• Task brief:
Below are some records; repeat them all exactly, minus the pictures.

====

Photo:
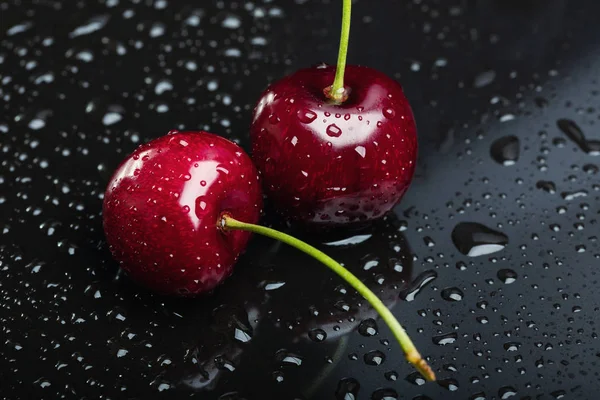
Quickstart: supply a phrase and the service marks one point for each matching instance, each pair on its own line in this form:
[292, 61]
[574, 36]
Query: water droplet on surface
[317, 335]
[389, 112]
[568, 196]
[361, 151]
[506, 150]
[574, 132]
[478, 396]
[452, 294]
[506, 392]
[474, 239]
[368, 327]
[546, 186]
[416, 379]
[449, 384]
[415, 287]
[334, 131]
[374, 357]
[484, 78]
[512, 346]
[306, 116]
[384, 394]
[507, 276]
[447, 338]
[347, 389]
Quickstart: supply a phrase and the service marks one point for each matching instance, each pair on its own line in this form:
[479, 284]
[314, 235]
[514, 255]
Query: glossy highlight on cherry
[330, 164]
[161, 206]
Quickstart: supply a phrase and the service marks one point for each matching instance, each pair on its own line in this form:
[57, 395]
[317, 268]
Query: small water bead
[506, 150]
[384, 394]
[478, 396]
[368, 327]
[391, 376]
[416, 379]
[449, 384]
[317, 335]
[442, 340]
[506, 392]
[507, 276]
[389, 112]
[591, 169]
[374, 357]
[512, 346]
[568, 196]
[574, 132]
[546, 186]
[474, 239]
[415, 287]
[347, 389]
[452, 294]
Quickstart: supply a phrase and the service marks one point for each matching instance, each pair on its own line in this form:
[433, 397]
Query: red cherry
[324, 163]
[162, 206]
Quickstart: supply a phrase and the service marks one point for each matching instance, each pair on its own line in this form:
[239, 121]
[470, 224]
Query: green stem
[338, 91]
[226, 222]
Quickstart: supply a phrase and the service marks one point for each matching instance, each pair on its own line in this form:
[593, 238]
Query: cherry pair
[329, 151]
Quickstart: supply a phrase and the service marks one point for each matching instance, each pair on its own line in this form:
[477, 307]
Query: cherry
[174, 216]
[162, 204]
[328, 163]
[334, 152]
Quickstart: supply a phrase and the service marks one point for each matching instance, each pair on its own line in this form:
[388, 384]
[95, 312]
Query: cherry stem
[226, 222]
[338, 90]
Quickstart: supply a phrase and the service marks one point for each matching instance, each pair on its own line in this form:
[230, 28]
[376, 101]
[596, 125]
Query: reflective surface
[84, 83]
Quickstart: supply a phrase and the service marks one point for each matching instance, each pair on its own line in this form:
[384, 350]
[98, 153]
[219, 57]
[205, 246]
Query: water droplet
[475, 239]
[111, 118]
[317, 335]
[484, 78]
[512, 346]
[447, 338]
[231, 22]
[92, 25]
[573, 195]
[574, 132]
[449, 384]
[478, 396]
[391, 376]
[417, 285]
[374, 357]
[368, 327]
[507, 276]
[591, 169]
[384, 394]
[546, 186]
[333, 130]
[506, 150]
[506, 391]
[273, 285]
[347, 389]
[306, 116]
[389, 112]
[452, 294]
[416, 379]
[274, 119]
[361, 151]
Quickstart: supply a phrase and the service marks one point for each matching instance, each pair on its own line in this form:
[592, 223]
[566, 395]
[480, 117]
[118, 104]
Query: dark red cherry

====

• Solution:
Photo:
Quickstart: supply a phrase and the service marks one point for each matching instance, each pair on its own line in this form:
[292, 61]
[574, 36]
Query: water droplet on surface
[317, 335]
[389, 112]
[568, 196]
[361, 151]
[506, 150]
[574, 132]
[478, 396]
[452, 294]
[506, 392]
[474, 239]
[368, 327]
[546, 186]
[416, 379]
[449, 384]
[415, 287]
[334, 131]
[374, 357]
[484, 78]
[512, 346]
[306, 116]
[384, 394]
[507, 276]
[447, 338]
[347, 389]
Quickstart: supply a phrase and the service marks one point for each matching instance, each pair on its own line in this form:
[479, 284]
[314, 235]
[514, 255]
Query: glossy highlight on cherry
[330, 164]
[161, 206]
Quickstart: supply a phrase and the service marks one point for each matching instance, each pair on its own line in this form:
[57, 395]
[317, 268]
Query: small water bead
[506, 150]
[384, 394]
[478, 396]
[368, 327]
[391, 376]
[416, 379]
[449, 384]
[317, 335]
[442, 340]
[506, 392]
[507, 276]
[389, 112]
[591, 169]
[374, 357]
[512, 346]
[568, 196]
[574, 132]
[546, 186]
[474, 239]
[415, 287]
[347, 389]
[452, 294]
Quickstart: supply a phrase and the service marks one point for each matching instance, each pair on its own line in this form:
[433, 397]
Query: red cherry
[324, 163]
[162, 206]
Quickstart: supply a phrase and the service marks one point for each matching instance, each pair on its own line in this form:
[239, 121]
[470, 224]
Query: green stem
[338, 91]
[226, 222]
Quickstart: supply a phrase and the service marks one point for each matching instance, each pair on its own line in this form:
[593, 238]
Query: cherry pair
[329, 151]
Quickstart: supply a phrase and the service marks one point for each matching instance, each pair on its own line in this form:
[477, 307]
Query: cherry
[174, 216]
[162, 204]
[328, 163]
[334, 152]
Quickstart: supply a phrase and the service marks one point for each matching instance, each pair on its own line in this form:
[388, 384]
[95, 312]
Query: cherry stem
[226, 222]
[338, 90]
Quickstart: supply a phrase and the service marks one point for each matching instance, each pair on its own line in this form:
[230, 28]
[376, 101]
[596, 125]
Query: reflective surface
[84, 83]
Quickstart: supply a phrase and the service marks one point for each matching instance, each pair on its own line in this form:
[384, 350]
[98, 153]
[219, 57]
[205, 246]
Query: water droplet
[475, 239]
[111, 118]
[317, 335]
[484, 78]
[512, 346]
[447, 338]
[231, 22]
[92, 25]
[573, 195]
[574, 132]
[449, 384]
[478, 396]
[391, 376]
[417, 285]
[374, 357]
[368, 327]
[507, 276]
[591, 169]
[384, 394]
[546, 186]
[333, 130]
[506, 150]
[506, 391]
[273, 285]
[347, 389]
[306, 116]
[389, 112]
[452, 294]
[416, 379]
[274, 119]
[361, 151]
Quickstart: supply a phrase and the service marks one point for each matching instance, each pair on its own line in this form:
[592, 223]
[566, 395]
[480, 117]
[118, 104]
Query: dark red cherry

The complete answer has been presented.